> **PROBLEM DETAILS**
Count how many lines in the data that follows contain the string "below". Give only the number.

> **WORKING DATA**
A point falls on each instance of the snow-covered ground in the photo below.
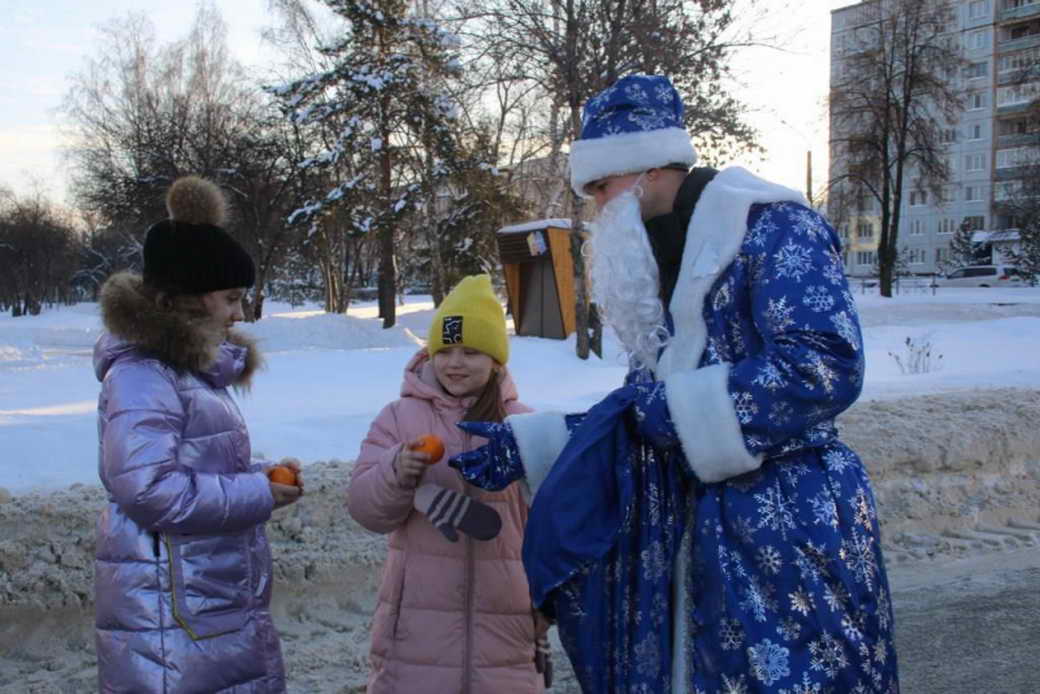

--

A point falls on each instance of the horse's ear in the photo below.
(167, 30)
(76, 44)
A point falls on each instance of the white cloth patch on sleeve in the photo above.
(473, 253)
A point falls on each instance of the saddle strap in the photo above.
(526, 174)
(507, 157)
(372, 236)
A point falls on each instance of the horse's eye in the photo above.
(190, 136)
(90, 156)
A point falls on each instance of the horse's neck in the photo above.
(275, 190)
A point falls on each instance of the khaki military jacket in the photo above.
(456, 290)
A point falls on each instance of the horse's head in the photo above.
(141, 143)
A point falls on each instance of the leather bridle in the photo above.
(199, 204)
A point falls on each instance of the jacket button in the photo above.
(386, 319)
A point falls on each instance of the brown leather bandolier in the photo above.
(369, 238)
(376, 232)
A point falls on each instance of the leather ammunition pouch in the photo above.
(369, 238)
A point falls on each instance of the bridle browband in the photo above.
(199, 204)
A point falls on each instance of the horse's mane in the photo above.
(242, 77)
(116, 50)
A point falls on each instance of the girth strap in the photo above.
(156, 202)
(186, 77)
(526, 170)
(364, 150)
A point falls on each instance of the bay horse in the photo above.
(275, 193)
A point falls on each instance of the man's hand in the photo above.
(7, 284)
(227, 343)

==

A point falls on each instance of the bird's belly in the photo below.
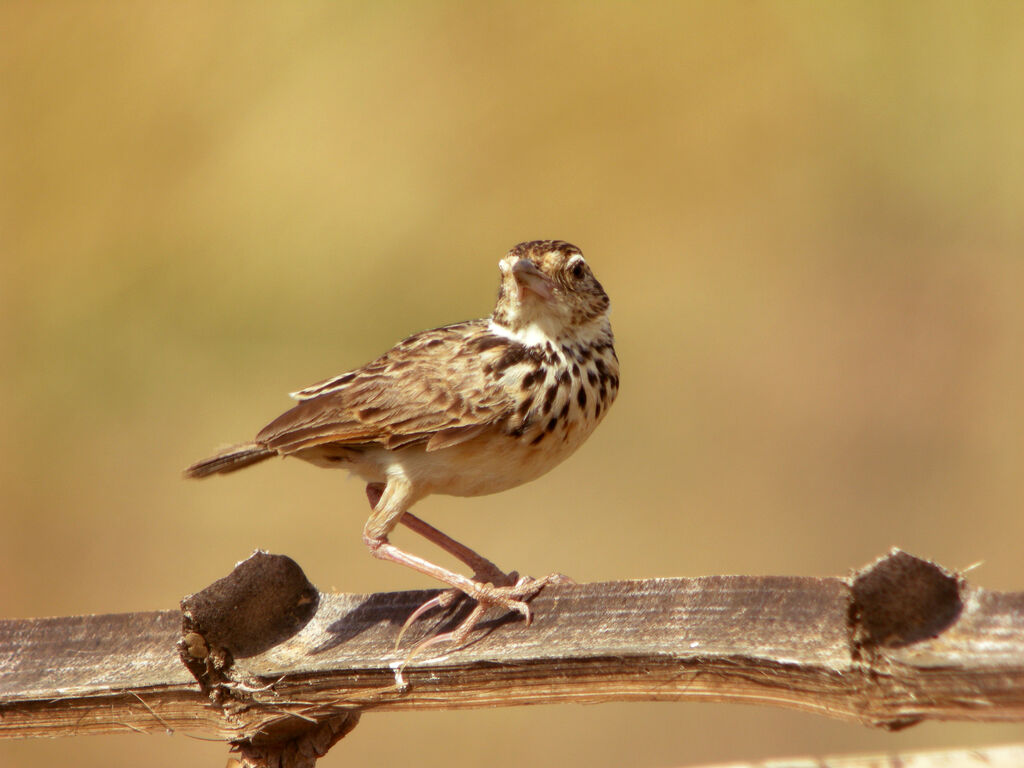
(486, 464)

> **RESULT**
3